EXERCISE INSTRUCTIONS:
Transcribe the records in full; omit images.
---------- SOURCE INFORMATION ----------
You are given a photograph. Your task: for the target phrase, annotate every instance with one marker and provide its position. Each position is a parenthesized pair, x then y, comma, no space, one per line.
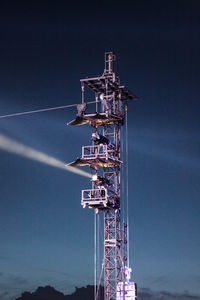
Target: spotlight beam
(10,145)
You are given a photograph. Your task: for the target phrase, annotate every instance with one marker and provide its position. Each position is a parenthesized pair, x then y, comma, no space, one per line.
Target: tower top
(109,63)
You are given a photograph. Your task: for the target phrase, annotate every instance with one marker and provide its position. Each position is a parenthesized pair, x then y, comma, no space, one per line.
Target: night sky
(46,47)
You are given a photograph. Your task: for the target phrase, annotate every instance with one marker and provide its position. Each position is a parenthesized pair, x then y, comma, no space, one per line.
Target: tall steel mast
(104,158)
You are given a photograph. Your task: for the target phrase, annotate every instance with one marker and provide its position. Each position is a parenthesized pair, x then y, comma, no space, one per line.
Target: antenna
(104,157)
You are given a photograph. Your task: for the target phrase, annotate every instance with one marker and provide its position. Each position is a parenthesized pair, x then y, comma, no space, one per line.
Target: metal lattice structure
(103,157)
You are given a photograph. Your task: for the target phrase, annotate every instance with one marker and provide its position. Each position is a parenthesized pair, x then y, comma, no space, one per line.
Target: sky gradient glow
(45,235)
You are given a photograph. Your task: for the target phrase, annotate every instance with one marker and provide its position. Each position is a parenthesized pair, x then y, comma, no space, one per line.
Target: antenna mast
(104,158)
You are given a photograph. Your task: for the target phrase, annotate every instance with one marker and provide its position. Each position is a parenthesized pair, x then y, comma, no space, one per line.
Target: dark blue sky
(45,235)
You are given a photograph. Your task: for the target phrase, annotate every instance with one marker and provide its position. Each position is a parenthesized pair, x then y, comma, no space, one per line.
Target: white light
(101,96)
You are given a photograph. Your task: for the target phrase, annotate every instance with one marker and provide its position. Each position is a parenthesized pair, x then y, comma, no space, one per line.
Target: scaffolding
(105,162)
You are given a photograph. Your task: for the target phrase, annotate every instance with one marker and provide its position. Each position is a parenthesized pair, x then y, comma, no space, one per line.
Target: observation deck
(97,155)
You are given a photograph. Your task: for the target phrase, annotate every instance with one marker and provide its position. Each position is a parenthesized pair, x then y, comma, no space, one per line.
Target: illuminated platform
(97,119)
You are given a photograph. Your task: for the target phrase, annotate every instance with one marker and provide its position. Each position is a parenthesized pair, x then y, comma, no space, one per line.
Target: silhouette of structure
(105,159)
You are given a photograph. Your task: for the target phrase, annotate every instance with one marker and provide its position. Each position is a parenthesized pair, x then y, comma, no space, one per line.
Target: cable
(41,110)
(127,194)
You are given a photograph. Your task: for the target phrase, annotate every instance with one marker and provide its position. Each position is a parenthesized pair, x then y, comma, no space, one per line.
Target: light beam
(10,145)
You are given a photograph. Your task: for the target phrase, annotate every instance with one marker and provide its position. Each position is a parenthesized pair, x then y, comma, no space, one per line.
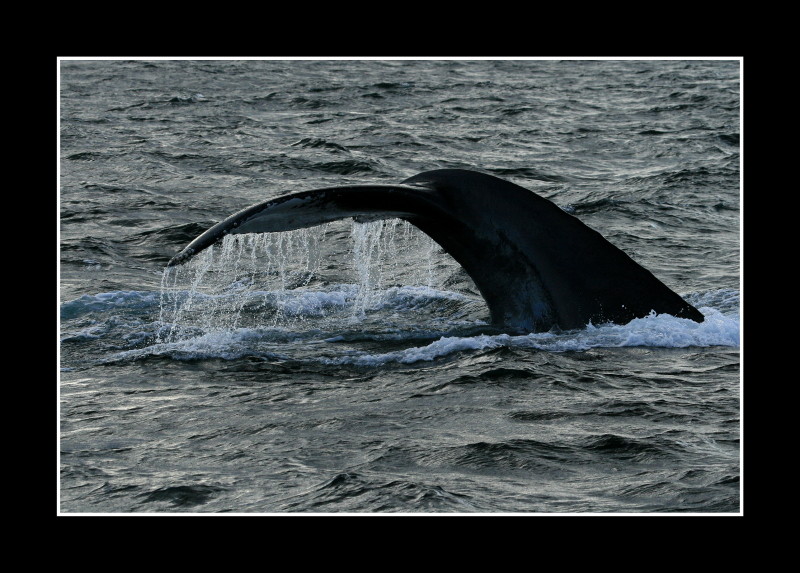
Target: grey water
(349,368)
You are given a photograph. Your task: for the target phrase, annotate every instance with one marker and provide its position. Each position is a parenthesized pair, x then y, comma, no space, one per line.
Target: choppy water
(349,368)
----------
RESPONSE:
You are given a photograph. Your task: for the target phrase, annotate every instance with one marker and provide its position. Each position is a parenthesized pair, x then y, comma, no space, one per line.
Target: spotlight beam
(10,145)
You are given a photograph. Your task: for the target phrase, annotate every instance with one marker and provide its position. Each position is a parenthesized pair, x then y, comma, no space, one per line.
Target: tower top
(109,63)
You are given a photograph. Your task: for the target phrase, annotate every instance with one marker and provide its position. Each position is a parenthesized pair, x then y, comma, no space, one per line.
Target: night sky
(46,47)
You are given a photograph. Your task: for the target phrase, annotate every instance with one marker and provide its position. Each position is a parenthesized pair, x then y, comma, no space, one per line.
Target: tall steel mast
(104,158)
You are given a photograph. Your task: for the target phrase, annotate every instance with one marker and provide its position. Each position is a parenthesized pair, x then y, comma, no space, one per line.
Target: antenna
(104,157)
You are given a photograph. Your task: for the target phrase, annotate every instance with one marker and provide its position. Each position is a parenthesized pair, x then y, comma, no space, one per line.
Target: metal lattice structure
(103,157)
You are given a photograph. Your task: for the target phrase, annotate every instance with one marker and provide its position. Each position is a parenthesized pair, x then y, comma, no space, one per line.
Target: sky gradient glow
(45,235)
You are given a photograph. Your task: for the target phrase, annotate every instance with one marker and provide its position. Each position is a parenthesized pair, x then y, comma, no space, one per line.
Target: antenna mast
(104,158)
You are given a photograph. Your task: for the target phrase, annotate every instance with one marker and provide its position. Each position is a parenthesized pair, x then y, comma, no space, one per line.
Target: dark blue sky
(45,235)
You are given a photograph. Your task: for the target phrase, annotate every instance with one marker and provide its position. Each position is a parenthesized pair, x then y, comma, no space, one per line.
Target: white light
(101,96)
You are given a photograph. Your task: for the target phrase, annotate every instance with one marker and provide its position. Each position is a parenthesized pair, x then y, comma, no space, one per line.
Target: scaffolding
(105,162)
You are given a photograph. Your task: for the target phrase, annotate every instance with one marker and provide its position. Each position is a parenthesized pair, x then y, comma, no space, one per line.
Target: observation deck
(97,155)
You are given a photograph. Your task: for the target phrase, annotate every instance with one marker and provide its position. Each position is a parenthesized pair, x then y, comma, no space, one per line.
Target: illuminated platform
(97,119)
You are given a photograph. Your task: for the target phrase, annotate every instance with one marker and provide its position. Each position is a parenthesized pair, x then y, comma, no space, one per line.
Target: silhouette of structure
(105,159)
You are given a photograph. Your task: for the target phrase, annotate every instance with one marker and provide its position. Each position is a parenthesized pair, x then y, comma, no space, one per line.
Target: cable
(41,110)
(127,194)
You are given a photograph. Your task: for the target phrase, annotate every instance with one marker and provide its position. Each position is a parenthesized pair, x then y, comma, no space, one per line.
Target: light beam
(10,145)
You are given a photograph. Your task: for the target phrase, annotate every instance with one marker and provide its position. Each position is a parenthesized pair, x then y, comma, no space, one per line.
Target: grey water
(349,368)
You are given a photograph. Your task: for the target phrase, annotate every instance with one marker and provide its position. Each position is a parenthesized pair, x then y, comma, no space, one per line.
Target: choppy water
(349,368)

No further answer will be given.